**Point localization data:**
╔══

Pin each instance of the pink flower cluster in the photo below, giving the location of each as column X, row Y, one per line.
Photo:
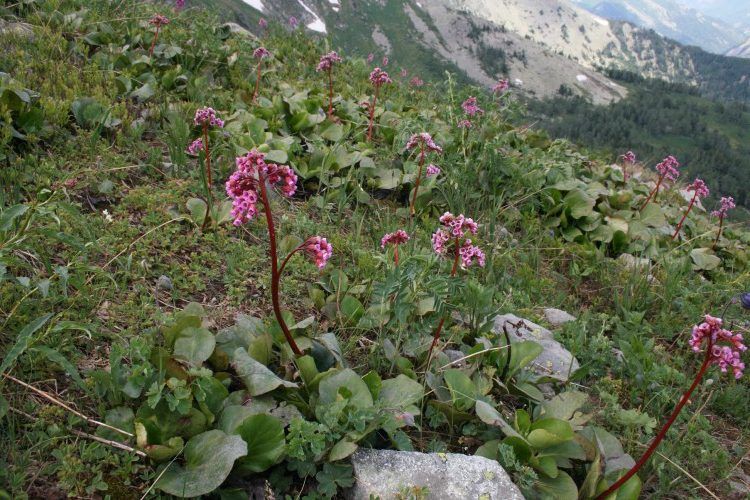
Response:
column 501, row 86
column 319, row 250
column 470, row 253
column 471, row 107
column 727, row 203
column 208, row 116
column 628, row 157
column 242, row 186
column 726, row 346
column 395, row 238
column 425, row 140
column 669, row 168
column 699, row 187
column 261, row 53
column 158, row 20
column 378, row 77
column 327, row 61
column 195, row 147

╚══

**TASK DETAILS:** Please print the records above once more, word for word, omitting all pictures.

**FINISHED EXERCISE:**
Pin each instance of the pink flower cluster in the photo below, giving the location of each as column X, row Y, one per line.
Photo:
Response:
column 501, row 86
column 319, row 250
column 470, row 253
column 471, row 107
column 727, row 203
column 208, row 116
column 628, row 157
column 242, row 186
column 726, row 346
column 395, row 238
column 425, row 140
column 669, row 168
column 699, row 187
column 261, row 53
column 158, row 20
column 378, row 77
column 327, row 61
column 195, row 147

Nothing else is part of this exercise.